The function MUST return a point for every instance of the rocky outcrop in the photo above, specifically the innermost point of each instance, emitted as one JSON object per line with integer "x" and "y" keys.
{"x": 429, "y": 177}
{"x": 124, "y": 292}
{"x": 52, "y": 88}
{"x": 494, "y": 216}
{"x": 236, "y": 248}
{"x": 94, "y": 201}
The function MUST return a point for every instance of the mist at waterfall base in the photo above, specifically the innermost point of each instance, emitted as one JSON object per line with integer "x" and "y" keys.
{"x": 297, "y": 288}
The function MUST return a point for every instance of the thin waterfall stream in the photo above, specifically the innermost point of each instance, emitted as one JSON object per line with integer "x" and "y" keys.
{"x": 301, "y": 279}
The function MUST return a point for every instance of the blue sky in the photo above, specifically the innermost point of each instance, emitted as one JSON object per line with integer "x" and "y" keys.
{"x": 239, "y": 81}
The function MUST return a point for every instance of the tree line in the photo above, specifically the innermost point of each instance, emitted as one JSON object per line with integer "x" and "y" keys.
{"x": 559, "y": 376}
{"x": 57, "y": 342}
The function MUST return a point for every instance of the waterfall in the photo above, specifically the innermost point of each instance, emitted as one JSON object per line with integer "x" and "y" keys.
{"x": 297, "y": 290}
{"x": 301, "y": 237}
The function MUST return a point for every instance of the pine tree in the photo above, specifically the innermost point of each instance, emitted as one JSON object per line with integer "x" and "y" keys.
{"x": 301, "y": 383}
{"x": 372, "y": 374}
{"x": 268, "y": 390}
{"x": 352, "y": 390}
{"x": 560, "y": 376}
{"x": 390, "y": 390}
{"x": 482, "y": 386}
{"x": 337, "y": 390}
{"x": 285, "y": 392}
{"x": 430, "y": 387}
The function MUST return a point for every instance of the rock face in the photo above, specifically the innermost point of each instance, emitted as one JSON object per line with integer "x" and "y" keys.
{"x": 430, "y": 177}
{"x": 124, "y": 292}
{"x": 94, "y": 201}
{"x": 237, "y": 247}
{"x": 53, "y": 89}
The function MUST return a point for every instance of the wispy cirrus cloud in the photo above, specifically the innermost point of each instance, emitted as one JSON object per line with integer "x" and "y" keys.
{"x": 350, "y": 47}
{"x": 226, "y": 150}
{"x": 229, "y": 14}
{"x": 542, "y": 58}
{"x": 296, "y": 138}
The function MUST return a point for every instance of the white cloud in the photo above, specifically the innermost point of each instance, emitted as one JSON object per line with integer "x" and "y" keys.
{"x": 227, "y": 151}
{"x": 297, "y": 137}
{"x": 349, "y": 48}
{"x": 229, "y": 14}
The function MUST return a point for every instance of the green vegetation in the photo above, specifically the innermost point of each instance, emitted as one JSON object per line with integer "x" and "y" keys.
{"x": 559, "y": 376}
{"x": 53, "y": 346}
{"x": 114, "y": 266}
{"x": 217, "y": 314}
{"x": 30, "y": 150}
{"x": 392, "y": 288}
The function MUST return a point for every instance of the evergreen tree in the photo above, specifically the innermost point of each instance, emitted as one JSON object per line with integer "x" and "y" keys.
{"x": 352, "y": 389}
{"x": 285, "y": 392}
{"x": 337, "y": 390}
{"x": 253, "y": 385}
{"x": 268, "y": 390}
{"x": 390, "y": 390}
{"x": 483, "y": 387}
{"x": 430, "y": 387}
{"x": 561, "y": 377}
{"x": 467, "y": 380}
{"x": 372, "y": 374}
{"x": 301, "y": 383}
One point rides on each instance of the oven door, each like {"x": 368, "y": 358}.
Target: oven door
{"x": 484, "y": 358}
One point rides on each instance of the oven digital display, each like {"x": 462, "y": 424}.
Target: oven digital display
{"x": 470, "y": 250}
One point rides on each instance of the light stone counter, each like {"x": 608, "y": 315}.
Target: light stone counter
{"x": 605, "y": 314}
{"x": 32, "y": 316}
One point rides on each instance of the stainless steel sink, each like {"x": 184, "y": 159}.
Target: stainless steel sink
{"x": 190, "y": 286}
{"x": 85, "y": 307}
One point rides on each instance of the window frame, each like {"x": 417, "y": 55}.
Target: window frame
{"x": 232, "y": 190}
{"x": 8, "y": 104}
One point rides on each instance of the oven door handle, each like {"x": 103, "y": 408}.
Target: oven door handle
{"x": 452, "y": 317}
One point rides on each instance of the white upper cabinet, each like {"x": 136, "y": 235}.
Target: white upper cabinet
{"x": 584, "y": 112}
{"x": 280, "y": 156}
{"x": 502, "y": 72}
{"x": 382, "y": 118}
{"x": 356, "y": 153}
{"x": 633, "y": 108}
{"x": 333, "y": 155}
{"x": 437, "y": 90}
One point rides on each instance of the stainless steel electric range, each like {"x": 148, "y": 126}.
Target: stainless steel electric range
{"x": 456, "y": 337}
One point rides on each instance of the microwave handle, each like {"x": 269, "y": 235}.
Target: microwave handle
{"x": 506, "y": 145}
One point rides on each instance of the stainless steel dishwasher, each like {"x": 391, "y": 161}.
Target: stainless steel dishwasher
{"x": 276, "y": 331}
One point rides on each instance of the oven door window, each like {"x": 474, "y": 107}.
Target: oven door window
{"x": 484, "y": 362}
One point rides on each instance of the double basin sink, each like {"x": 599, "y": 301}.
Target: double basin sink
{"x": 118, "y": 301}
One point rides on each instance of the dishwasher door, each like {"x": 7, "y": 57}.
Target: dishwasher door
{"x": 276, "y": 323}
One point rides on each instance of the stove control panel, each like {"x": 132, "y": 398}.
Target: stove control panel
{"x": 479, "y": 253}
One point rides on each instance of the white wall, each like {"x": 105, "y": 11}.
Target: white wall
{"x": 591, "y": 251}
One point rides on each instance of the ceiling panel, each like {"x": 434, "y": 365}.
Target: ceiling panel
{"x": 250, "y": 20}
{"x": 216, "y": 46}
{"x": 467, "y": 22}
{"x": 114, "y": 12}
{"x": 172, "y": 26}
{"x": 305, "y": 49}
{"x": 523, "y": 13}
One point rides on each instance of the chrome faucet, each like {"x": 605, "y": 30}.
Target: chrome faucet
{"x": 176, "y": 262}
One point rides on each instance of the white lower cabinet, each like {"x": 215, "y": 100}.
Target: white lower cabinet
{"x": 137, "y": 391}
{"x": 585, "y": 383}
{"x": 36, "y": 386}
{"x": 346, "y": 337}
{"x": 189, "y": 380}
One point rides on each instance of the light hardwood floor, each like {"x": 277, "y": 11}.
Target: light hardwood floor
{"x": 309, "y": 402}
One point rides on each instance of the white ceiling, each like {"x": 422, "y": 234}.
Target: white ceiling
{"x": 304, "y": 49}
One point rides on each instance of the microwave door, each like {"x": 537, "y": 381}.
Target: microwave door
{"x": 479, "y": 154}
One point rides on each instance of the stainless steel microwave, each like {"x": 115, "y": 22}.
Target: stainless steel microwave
○ ○ ○ ○ ○ ○ ○
▶ **ASSIGNMENT**
Which lines run from the one containing "Target: oven door window" to the end of the entries above? Quote exactly those, and only those.

▶ **RESULT**
Target: oven door window
{"x": 484, "y": 362}
One point rides on each instance of the double basin sink, each like {"x": 599, "y": 301}.
Target: double basin sink
{"x": 118, "y": 301}
One point rides on each instance of the dishwasher door, each like {"x": 7, "y": 57}.
Target: dishwasher door
{"x": 276, "y": 323}
One point rides on each instance of the stove control panel, each like {"x": 132, "y": 398}.
Target: stove control panel
{"x": 479, "y": 253}
One point rides on each instance of the white wall, each like {"x": 105, "y": 11}.
Target: white wall
{"x": 591, "y": 251}
One point rides on each instance of the ceiling panel, each like {"x": 434, "y": 365}.
Target: ceiling panel
{"x": 250, "y": 20}
{"x": 216, "y": 46}
{"x": 467, "y": 22}
{"x": 114, "y": 12}
{"x": 172, "y": 26}
{"x": 305, "y": 49}
{"x": 523, "y": 13}
One point rides on each instance of the chrome faucet, each like {"x": 605, "y": 30}.
Target: chrome faucet
{"x": 176, "y": 262}
One point rides on each instance of the white lower cabinet, each like {"x": 215, "y": 100}.
Target: white lower cabinet
{"x": 137, "y": 391}
{"x": 585, "y": 383}
{"x": 36, "y": 386}
{"x": 346, "y": 337}
{"x": 189, "y": 380}
One point rides on each instance of the light hardwood floor, each like {"x": 277, "y": 11}.
Target: light hardwood floor
{"x": 309, "y": 402}
One point rides on each instance of the white ceiling, each like {"x": 422, "y": 234}.
Target: white ceiling
{"x": 304, "y": 49}
One point rides on each instance of the microwave door, each like {"x": 537, "y": 381}.
Target: microwave door
{"x": 479, "y": 154}
One point rides on each instance of the stainless steel microwave, each like {"x": 115, "y": 22}.
Target: stainless steel microwave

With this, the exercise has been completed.